Given records below:

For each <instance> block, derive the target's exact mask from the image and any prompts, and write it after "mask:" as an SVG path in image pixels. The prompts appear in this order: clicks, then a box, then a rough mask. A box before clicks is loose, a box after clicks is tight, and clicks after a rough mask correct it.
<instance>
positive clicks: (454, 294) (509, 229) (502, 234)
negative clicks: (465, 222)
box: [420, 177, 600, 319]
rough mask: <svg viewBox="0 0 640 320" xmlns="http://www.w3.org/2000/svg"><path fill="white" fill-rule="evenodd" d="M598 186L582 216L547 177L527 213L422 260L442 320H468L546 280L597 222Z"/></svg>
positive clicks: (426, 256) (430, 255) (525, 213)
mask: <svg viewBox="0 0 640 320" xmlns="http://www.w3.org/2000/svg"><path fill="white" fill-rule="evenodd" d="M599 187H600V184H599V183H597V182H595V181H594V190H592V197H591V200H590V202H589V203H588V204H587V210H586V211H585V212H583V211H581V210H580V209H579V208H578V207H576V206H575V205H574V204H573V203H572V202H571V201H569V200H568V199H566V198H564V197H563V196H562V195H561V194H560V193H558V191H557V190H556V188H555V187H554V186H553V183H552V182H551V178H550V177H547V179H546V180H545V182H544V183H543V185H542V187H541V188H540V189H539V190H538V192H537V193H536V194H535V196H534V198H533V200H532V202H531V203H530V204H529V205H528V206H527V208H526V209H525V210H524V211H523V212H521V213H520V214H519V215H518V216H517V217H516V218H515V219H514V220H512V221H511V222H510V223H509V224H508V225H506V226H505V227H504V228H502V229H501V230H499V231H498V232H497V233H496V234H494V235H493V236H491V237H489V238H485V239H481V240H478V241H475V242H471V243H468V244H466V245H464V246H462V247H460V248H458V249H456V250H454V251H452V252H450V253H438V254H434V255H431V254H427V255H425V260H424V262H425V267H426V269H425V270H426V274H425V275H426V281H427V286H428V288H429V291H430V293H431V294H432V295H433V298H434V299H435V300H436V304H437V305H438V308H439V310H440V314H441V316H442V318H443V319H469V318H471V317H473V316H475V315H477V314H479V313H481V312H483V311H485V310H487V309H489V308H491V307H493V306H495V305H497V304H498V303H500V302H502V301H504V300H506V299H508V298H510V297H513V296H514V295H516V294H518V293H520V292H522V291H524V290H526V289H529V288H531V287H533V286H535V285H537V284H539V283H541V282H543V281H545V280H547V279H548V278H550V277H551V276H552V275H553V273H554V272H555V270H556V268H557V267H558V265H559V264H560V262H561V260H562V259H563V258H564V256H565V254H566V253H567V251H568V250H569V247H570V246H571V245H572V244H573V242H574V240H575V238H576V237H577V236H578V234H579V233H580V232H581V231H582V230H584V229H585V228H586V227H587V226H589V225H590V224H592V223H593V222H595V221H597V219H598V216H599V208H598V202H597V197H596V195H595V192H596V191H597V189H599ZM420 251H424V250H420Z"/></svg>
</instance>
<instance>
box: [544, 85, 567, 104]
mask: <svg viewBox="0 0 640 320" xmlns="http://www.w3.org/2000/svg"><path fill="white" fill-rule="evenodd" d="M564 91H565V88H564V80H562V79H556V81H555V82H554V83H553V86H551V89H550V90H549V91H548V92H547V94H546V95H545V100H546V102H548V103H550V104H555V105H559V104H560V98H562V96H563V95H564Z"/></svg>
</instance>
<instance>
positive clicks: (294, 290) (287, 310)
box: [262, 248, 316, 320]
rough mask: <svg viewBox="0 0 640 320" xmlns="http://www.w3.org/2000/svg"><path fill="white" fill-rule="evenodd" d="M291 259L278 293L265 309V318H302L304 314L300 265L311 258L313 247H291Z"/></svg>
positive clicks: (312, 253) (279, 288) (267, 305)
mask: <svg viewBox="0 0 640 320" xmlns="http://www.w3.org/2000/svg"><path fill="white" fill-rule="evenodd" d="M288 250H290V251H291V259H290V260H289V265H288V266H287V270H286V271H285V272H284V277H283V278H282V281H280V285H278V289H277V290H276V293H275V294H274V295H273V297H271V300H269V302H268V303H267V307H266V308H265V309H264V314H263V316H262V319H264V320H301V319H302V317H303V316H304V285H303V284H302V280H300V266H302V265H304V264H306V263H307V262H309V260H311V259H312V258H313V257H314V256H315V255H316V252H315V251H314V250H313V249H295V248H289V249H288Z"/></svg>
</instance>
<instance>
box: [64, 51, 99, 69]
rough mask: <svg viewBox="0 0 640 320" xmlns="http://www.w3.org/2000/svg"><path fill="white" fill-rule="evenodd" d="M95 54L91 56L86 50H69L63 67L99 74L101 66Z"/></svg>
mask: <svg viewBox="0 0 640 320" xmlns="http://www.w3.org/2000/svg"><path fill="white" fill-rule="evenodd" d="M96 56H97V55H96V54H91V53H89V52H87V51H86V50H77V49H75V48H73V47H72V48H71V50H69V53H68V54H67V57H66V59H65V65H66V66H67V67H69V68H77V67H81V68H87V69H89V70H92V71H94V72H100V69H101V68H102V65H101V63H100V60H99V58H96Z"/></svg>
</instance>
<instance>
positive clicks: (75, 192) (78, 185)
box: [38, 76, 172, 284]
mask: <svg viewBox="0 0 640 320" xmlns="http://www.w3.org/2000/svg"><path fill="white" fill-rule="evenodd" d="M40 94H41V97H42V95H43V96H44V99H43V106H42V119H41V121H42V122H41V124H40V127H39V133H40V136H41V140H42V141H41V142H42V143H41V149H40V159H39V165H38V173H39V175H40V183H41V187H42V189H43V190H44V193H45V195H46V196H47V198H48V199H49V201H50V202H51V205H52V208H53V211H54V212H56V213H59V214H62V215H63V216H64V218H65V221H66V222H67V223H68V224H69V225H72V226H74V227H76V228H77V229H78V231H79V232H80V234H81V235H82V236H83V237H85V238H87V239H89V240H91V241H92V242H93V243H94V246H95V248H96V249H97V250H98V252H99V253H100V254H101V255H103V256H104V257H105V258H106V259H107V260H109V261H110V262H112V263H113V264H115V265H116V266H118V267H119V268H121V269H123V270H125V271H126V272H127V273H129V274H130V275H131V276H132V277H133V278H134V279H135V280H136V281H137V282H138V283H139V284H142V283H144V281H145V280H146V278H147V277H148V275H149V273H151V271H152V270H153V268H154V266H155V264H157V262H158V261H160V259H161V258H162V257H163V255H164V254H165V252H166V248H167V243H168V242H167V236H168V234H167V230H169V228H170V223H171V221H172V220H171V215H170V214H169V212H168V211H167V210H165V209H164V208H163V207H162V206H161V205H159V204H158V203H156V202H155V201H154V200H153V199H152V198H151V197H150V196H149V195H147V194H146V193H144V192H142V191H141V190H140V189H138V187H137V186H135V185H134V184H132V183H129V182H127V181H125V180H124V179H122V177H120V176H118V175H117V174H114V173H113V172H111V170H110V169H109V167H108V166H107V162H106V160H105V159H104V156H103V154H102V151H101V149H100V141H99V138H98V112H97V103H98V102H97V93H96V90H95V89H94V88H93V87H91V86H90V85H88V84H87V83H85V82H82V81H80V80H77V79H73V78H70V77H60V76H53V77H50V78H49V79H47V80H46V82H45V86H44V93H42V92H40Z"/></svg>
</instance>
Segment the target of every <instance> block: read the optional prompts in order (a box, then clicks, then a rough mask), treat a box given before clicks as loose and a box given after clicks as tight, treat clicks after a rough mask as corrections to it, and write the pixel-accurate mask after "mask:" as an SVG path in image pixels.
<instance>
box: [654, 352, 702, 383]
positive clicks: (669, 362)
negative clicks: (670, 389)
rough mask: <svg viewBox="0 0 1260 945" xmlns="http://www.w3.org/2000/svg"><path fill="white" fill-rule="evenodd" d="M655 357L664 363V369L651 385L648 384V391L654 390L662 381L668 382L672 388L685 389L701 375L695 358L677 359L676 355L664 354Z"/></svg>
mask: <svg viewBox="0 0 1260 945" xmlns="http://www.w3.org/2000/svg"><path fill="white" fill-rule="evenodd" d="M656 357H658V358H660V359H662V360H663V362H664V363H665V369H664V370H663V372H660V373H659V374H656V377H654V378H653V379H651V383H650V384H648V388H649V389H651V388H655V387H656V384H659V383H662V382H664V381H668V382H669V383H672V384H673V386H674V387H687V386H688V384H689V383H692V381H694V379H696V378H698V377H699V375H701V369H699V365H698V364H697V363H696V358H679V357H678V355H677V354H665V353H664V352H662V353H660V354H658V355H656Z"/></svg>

End of Given records.

▶ Exercise aim: Search the entries for the string "before" and collect each line that has it.

▶ Completed task:
For each <instance> block, derive the target's exact mask from the image and any prompts, and write it after "mask:" as an SVG path in image pixels. The prompts appear in this order: clicks, then a box, then a rough mask. A box before clicks is loose, a box after clicks is tight, and clicks after a rough mask correct it.
Segment the target of every <instance> block: read the optional prompts in order (a box, then clicks, then a rough mask), treat a box given before clicks as loose and a box given after clicks as tight, treat clicks after a rough mask as corrections to it, and write the pixel-accurate mask after "mask:" as an SVG path in image pixels.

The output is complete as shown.